Esercizi da svolgere:
(a) Riscrivi il passo del testo sulla classifica Demos che va da "Un tasso di" fino a "siano stati miglioramenti.", sostituendo "risorse insufficienti" con "risorse limitate".
(b) Rispondi in breve a queste domande sul testo sulla classifica Demos:
(i) Quale percentuale viene indicata per i medici nella classifica?
(ii) Di quanti punti percentuali è aumentata, rispetto al 2007, la quota di persone che valutano positivamente gli insegnanti di scuola superiore?
(iii) Quale quota della spesa pubblica destina l'Italia all'istruzione?

Brano scelto:

Università, docenti in vetta alla classifica Demos dei lavori più socialmente prestigiosi in Italia
Nonostante gli atenei italiani raramente figurano tra i primi cento al mondo, i docenti universitari godono di buona stima nel Paese. A dirlo è l’ultimo studio Demos-Coop secondo cui circa tre persone su quattro valutano positivamente il lavoro svolto dal corpo docenti.
Meglio i docenti degli insegnanti (e anche dei giornalisti e politici)
Le valutazioni sono migliori per i docenti universitari, con il 66% degli intervistati pronti a dare un voto pari o superiore a 8 (su 10), rispetto ai (meno apprezzati) insegnanti di scuola superiore ed elementare, che godono comunque della stima di oltre metà (il 57%) degli intervistati. Leggermente peggio gli insegnati di scuola media (52%).
Meglio dei docenti universitari soltanto i medici (83%). Seguono magistrati e giudici (64%), operai (60%), dirigenti d’impresa (59%), imprenditori (59%) e cuochi (58%), mentre in fondo alla classifica troviamo avvocati (50%), giornalisti (47%), impiegati (43%), commercianti (42%), dirigenti di pubblica amministrazione (42%) e politici (27%).
Buona preparazione, pochi mezzi
La valutazione di entrambe le categorie è andata migliorando negli ultimi dieci anni circa: rispetto al 2007 la percentuale di persone che valutano positivamente gli insegnanti di scuola superiore è aumentata di 17 punti percentuali (dal 40% al 57%) mentre i docenti sono apprezzati da circa il 9% in più della popolazione (66% contro il 57%).
Un tasso di gradimento che si spiega in parte attraverso la percezione diffusa – sopratutto tra gli studenti – che gli insegnanti godano di una buona preparazione ma di risorse insufficienti: sono più gli intervistati che credono che l’università e, in particolare la scuola (35% e 60% rispettivamente) sia peggiorata negli ultimi anni di quelli che invece sostengono ci siano stati miglioramenti.
Tra le motivazioni spicca la mancanza di fondi e risorse per la didattica (21%), ritenuto già urgente, nel caso delle scuole, della qualità degli insegnati e l’arretratezza dei programmi. Un dato che fa riflettere visto che l’Italia destina soltanto l’8% della spesa pubblica per l’istruzione, meno della media europea del 10%.

Voci estratte:
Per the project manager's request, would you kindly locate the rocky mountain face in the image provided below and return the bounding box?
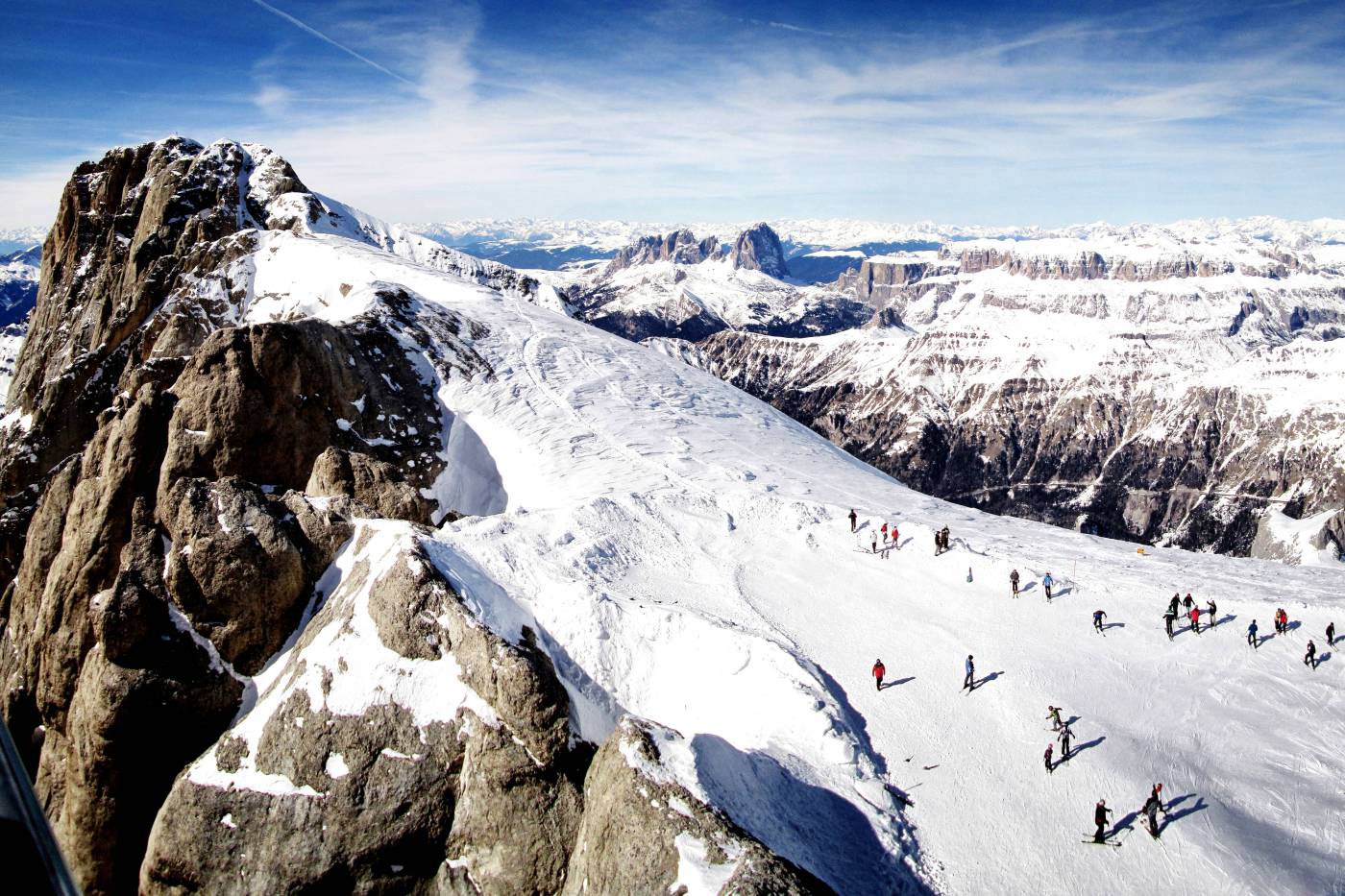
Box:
[551,224,871,340]
[0,246,41,407]
[0,138,826,893]
[672,233,1345,558]
[729,222,790,279]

Le tue risposte:
(a)
Un tasso di gradimento che si spiega in parte attraverso la percezione diffusa – sopratutto tra gli studenti – che gli insegnanti godano di una buona preparazione ma di risorse limitate: sono più gli intervistati che credono che l’università e, in particolare la scuola (35% e 60% rispettivamente) sia peggiorata negli ultimi anni di quelli che invece sostengono ci siano stati miglioramenti.

(b)
(i) L'83%.
(ii) Di 17 punti percentuali, dal 40% al 57%.
(iii) L'8%, meno della media europea del 10%.